• [What to work on]:
Could you print the entire listing below line for line, without changing a single character?

● ● ● ● ● ● ●

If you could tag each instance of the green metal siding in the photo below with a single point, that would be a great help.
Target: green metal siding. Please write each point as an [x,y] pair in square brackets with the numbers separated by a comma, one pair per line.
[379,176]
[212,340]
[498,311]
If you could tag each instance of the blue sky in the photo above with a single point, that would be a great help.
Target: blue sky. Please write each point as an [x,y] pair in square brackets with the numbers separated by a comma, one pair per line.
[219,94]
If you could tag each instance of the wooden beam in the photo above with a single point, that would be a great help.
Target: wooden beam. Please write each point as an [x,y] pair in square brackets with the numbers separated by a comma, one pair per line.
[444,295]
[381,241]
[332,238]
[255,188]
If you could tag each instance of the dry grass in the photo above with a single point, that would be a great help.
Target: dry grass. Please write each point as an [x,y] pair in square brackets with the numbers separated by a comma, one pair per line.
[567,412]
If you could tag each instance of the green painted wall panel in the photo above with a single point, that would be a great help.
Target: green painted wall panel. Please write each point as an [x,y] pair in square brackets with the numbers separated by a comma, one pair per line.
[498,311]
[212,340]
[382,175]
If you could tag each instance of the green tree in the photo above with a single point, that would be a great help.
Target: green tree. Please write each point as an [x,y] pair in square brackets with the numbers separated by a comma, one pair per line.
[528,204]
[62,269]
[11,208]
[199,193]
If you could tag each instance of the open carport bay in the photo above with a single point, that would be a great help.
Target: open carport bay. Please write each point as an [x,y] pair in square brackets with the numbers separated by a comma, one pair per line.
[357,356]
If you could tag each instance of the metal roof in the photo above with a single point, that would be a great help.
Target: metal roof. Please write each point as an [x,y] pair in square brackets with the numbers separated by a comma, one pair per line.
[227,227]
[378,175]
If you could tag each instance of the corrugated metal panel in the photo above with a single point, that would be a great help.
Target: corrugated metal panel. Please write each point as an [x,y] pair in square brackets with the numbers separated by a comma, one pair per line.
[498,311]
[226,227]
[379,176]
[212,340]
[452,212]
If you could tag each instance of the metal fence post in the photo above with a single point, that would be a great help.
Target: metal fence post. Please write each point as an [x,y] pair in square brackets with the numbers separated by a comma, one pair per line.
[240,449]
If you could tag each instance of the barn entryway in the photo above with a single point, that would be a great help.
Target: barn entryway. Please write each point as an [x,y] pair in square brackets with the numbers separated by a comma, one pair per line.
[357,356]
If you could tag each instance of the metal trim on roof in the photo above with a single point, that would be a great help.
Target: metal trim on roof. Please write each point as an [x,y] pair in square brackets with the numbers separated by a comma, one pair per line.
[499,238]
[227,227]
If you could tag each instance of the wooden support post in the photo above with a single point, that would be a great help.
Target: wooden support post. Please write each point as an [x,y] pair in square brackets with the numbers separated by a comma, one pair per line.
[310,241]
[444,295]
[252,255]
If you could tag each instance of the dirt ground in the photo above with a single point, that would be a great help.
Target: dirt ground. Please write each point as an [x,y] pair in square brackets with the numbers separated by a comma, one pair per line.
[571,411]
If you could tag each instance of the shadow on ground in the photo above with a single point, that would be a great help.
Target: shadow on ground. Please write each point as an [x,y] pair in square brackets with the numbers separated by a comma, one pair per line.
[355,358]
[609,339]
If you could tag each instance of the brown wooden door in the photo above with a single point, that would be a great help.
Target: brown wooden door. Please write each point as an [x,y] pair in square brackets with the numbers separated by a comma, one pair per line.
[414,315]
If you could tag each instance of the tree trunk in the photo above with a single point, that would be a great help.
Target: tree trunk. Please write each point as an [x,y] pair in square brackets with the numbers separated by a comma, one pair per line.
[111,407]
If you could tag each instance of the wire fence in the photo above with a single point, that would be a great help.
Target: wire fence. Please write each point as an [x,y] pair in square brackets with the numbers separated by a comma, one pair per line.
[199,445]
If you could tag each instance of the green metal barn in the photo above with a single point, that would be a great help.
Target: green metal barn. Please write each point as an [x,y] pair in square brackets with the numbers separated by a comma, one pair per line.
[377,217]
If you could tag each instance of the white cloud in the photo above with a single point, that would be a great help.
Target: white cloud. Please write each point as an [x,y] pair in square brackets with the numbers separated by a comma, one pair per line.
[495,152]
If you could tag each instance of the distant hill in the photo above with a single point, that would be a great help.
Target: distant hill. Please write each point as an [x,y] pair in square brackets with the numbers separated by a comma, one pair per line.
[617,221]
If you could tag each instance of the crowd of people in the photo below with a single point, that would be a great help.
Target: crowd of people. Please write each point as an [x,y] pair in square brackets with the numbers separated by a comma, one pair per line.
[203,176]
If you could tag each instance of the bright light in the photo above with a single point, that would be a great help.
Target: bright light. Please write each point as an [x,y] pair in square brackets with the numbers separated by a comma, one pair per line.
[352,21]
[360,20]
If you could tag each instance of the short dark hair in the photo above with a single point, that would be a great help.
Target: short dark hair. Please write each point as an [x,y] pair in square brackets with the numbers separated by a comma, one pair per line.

● ● ● ● ● ● ●

• [Written solution]:
If you could tag each instance of the green metal siding in the photo below with a single point, that would be a great help.
Target: green metal siding. Please write each point as an [x,y] pair in square brackets with the numbers separated by a comma, one pair per line.
[379,176]
[212,340]
[498,311]
If you could tag each instance of the blue sky in the photo above with a single point, that would be a great help.
Target: blue sky. Please write each point as an [x,y] pair in square brackets with the numbers separated by a comma, one pair per line.
[219,94]
If you could tag each instance of the wooden beam in the photo above with a single point, that would be a great help.
Target: wooden beam. Please write each point as an [x,y] pair in square brackets with the numbers separated by a comma, one pair per line.
[444,295]
[381,241]
[332,238]
[255,188]
If you could tag each instance of the dry grass in the photo above with a single point, that would be a great help.
Target: dry grass. Please write each point as an [x,y] pair in square brackets with the numbers separated by a comma, one pair per line.
[567,412]
If you could tag each instance of the green painted wall panel in the photo above with a single point, that would be a great help.
Target: green painted wall panel. Please write each point as an [x,y] pair in square brackets with the numbers separated by a comma, one pair per line.
[498,311]
[212,340]
[382,175]
If you could tag each instance of the green tree in the photo above with a single point, that would be a great help.
Target: green tree. Please write each point as an [x,y] pair in square brackets with the numbers separated by a comma, one pair per line.
[528,204]
[62,269]
[11,208]
[199,193]
If you could tag each instance of the open carport bay in the photo above with a single point, that would be a great help.
Target: open carport bay. Please write each point as an [x,y] pair in square brackets with the numbers separated by a comma, one pair per line.
[357,356]
If you could tag each instance of the metal roof in the photo above with a single point, that would be a great help.
Target: metal roof. Please write each point as an [x,y] pair in square brackets with the numbers separated by a comma, one pair per line.
[227,227]
[378,175]
If you could tag each instance of the corrugated metal panel in the photo above with a single point, that would be a great help.
Target: corrugated metal panel. Please write each point as an [x,y] pair in square brackets with the numbers separated by a comma, one pair per line.
[498,311]
[226,227]
[379,176]
[212,340]
[452,212]
If you could tag each instance of the metal fence post in the photo above with a single point, that would be a great help.
Target: metal fence post. Please write each point as an [x,y] pair in square brackets with the numbers separated by a comma, one pair per line.
[240,449]
If you could tag each instance of the barn entryway in the photo above with a single point, that would be a great help.
Target: barn entryway. Please write each point as an [x,y] pair in square brackets with the numbers separated by a comma, one pair per line.
[357,356]
If you could tag each instance of the metal trim on roof in the photo above with a single point, that would be a great help.
Target: metal trim on roof. Please write each point as an [x,y] pair in square brackets with the numbers separated by a comma, one pair per line.
[499,238]
[227,227]
If you could tag each instance of the wooden support post in the photo above with a single point, that would be a great help.
Target: wooden support post. Please write each point as an [x,y] pair in square brackets with the numbers separated by a comma, one pair per line.
[310,241]
[444,295]
[252,255]
If you could tag each instance of the dirt ground in the photo above with a single point, that would be a great help.
Target: dirt ground. Please write each point as an [x,y] pair in square brackets with the numbers separated by a comma, one pair per line.
[571,411]
If you could tag each instance of the shadow on ground in the photo above with a single point, that would be a great help.
Target: shadow on ground. Please write each point as an [x,y] pair in square brackets with the numbers separated by a comma, one pair per line.
[355,358]
[609,339]
If you could tag each instance of the brown wooden door in the photo above with a single point, that would be a great help.
Target: brown wooden door. Please write each point as an [x,y] pair in square brackets with the numbers separated by a comma, one pair per line.
[414,315]
If you could tag each instance of the tree trunk in the photo above with a single point, that would be a great help.
Target: tree trunk. Please write each point as an [x,y] pair in square brackets with the numbers separated by a comma, one pair per line.
[111,407]
If you could tag each instance of the wire fence in the photo above with a single point, that would be a great help.
Target: wire fence. Please write each point as an [x,y] pair in square brackets with the numbers separated by a comma, one pair per line.
[199,445]
If you could tag each instance of the green metal barn in the photo above with a single point, that would be a great help.
Target: green metal barn. Please write each point as an [x,y] pair in square brackets with the numbers separated by a comma, one pair per line.
[377,217]
If you could tag each instance of the white cloud in the photo above with a single point, that would be a great help.
Target: white cloud. Please write each point as an [x,y] pair in square brackets with the numbers separated by a comma, one pair per line.
[495,152]
If you could tag each instance of the distant hill in the photo above with a single point, that would be a great help.
Target: distant hill. Please write each point as an [x,y] pair in square brackets with the numbers separated by a comma, one pair per line.
[617,221]
If you could tag each instance of the crowd of people in the photo below with a single point, that would be a great help.
Target: crowd of people. Please write each point as an [x,y] pair in square brackets with the numbers separated by a comma, one pair per line.
[203,176]
If you could tag each instance of the bright light in the photo above with a single point, that would be a great help.
Target: bright light. Please write each point as an [x,y] pair in square brackets with the numbers separated by a comma, one pair per line.
[352,21]
[360,20]
If you could tag each instance of the short dark hair in the photo above with a single point, that would be a great help.
Target: short dark hair. Please write each point as an [x,y] pair in square brackets with the numbers separated by a comma, one pair per line.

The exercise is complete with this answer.